# Eheim and Fluval leaking...



## alzak (20 Jan 2012)

Hi 

I do have Eheim 2078 set up as my everyday filter and after today cleaning when I put everything together guess what LEAK massive one ... who I should contact about manufacture warranty as it is just 18 months old. 

This is not all, after changing filter for my spare one Fluval 205 this one develop a leak as well this time from o ring on priming bit, where I can get spare parts for fluval as it is nearly 4 years old so no warranty on it 

Thanks for help


----------



## sussex_cichlids (20 Jan 2012)

strip it down checking all the seals you can get eheim seal kits as i have spear kit for my wet and dry contact ehiem or local LFS they should be able to get you one 

Sure fluval will do the same Ive got a fluval parts book some ware so ill have a look 2morrow and get back to ya
What fluval is it dose it have ribbed pipe or smooth pipe


----------



## alzak (21 Jan 2012)

it is fluval 205


----------



## freelanderuk (21 Jan 2012)

there is a known problem with the eheim pump head leaking , i have had both pump heads replaced now on my 2073's by j allan aquariums and repairers  , google them and give them a ring as they are the uk distributors for eheim , there should be no problem with exchange as still in warranty as not 3 years old yet


----------



## John S (21 Jan 2012)

## Source material
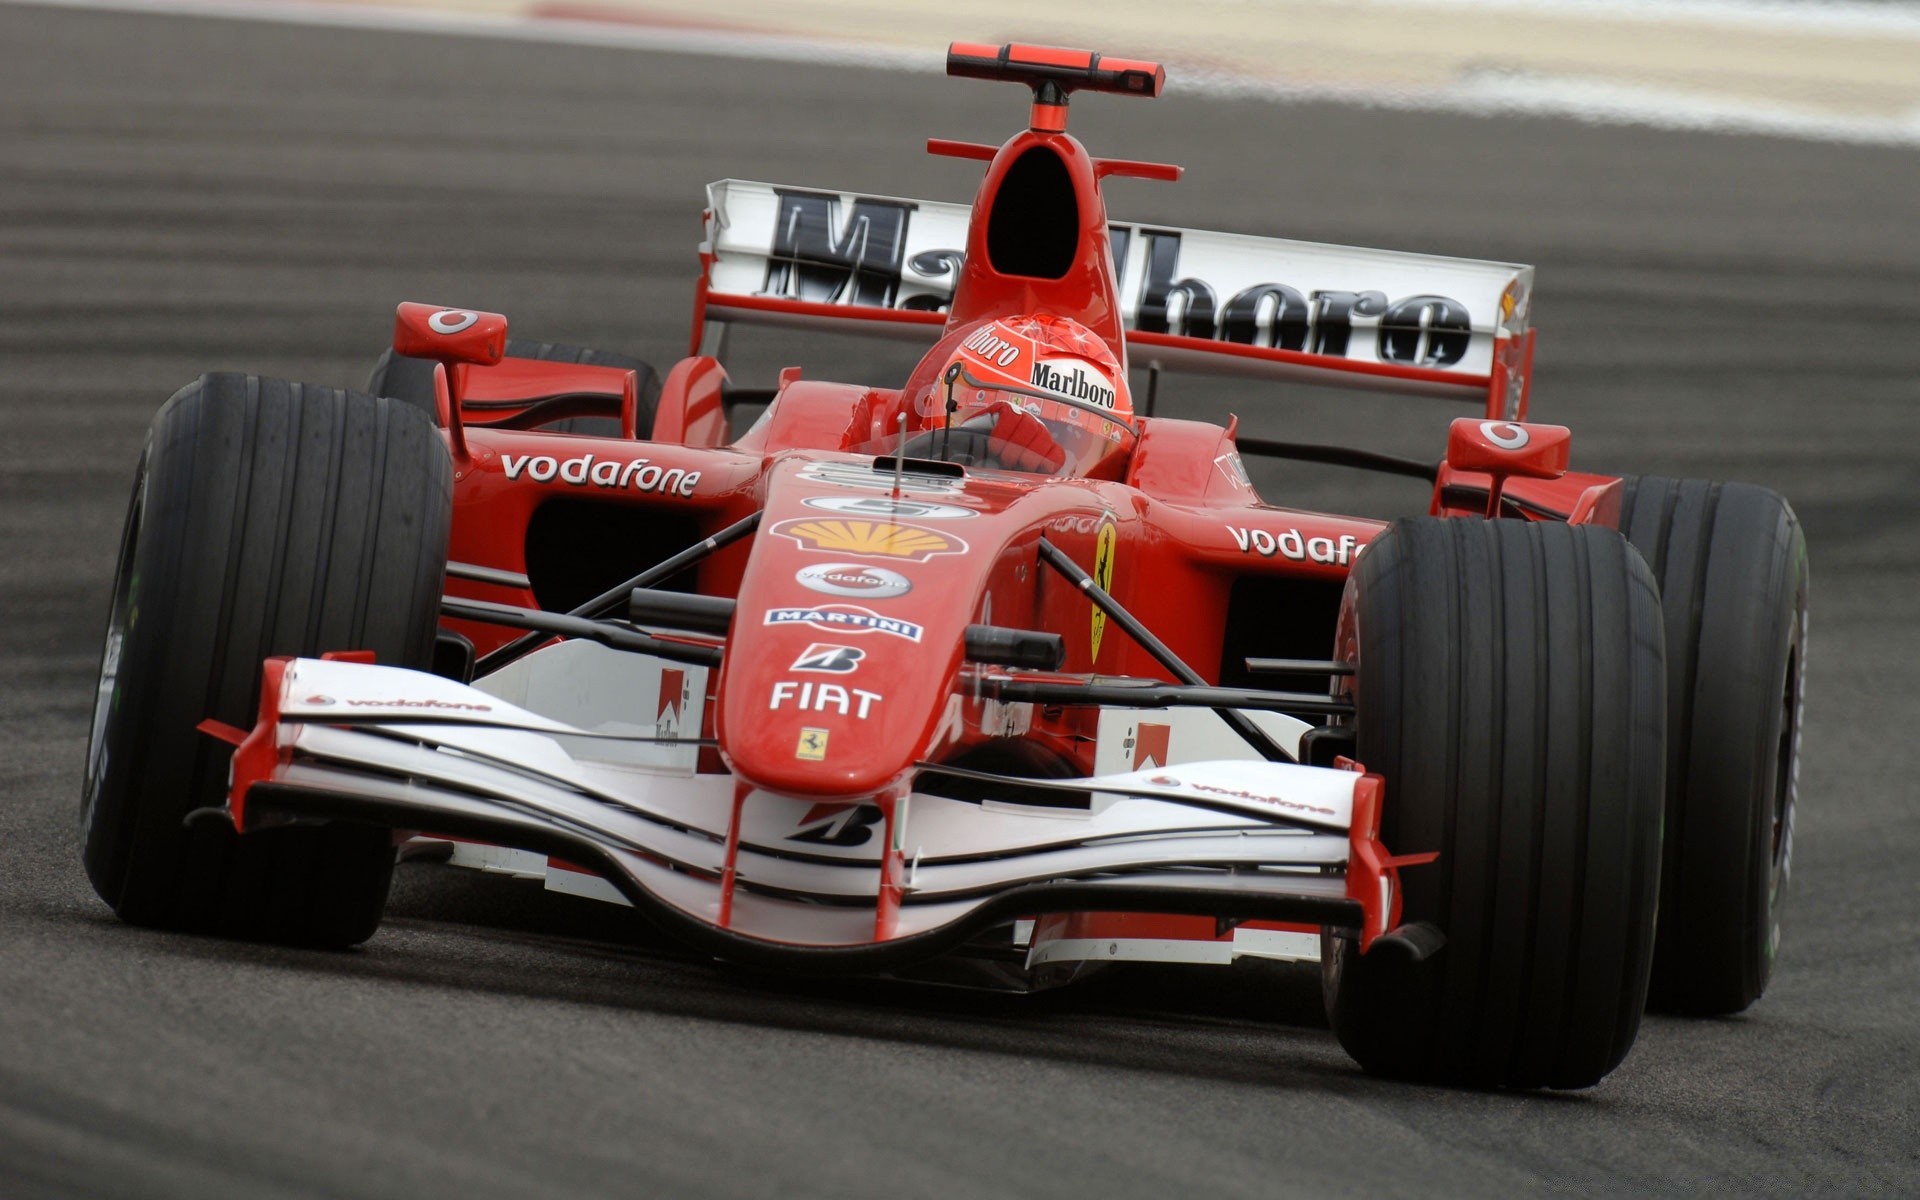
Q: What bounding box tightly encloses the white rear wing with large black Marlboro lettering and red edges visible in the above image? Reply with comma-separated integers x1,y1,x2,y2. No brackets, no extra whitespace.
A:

## What you need to do
Continue the forum thread about the leaking Eheim and Fluval filters from the point where it stops. The listing has no connection to the forum thread about the leaking Eheim and Fluval filters.

## Task result
As Above call John Allan Aquarium. If its leaking where the pump head meets the cannister they might just send you a seal kit. I think the 'known' leaking applied to 2071, 73 and 75 pump heads. 2076 and 2078 were not affected.

Have recently used John Allan and got excellent service


----------



## sussex_cichlids (21 Jan 2012)

Fluval don't have seal kit on there parts list but there's the part numbers for the 205 parts


----------



## sussex_cichlids (21 Jan 2012)

Heres the part number for the seal kit for your Eheim filter 

7428670 Eheim Seal Ring Set for the 2076 and 2078 External Filter

Here Eheim 2076/2078 PDF parts list http://www.eheim.com/files/image/file/S ... _3e_GB.pdf


----------



## alzak (21 Jan 2012)

i email John Allan Aquarium yesterday but no reply today I'm glad that I do have another filter on this tank ... as my spare one have no use as well


----------



## freelanderuk (22 Jan 2012)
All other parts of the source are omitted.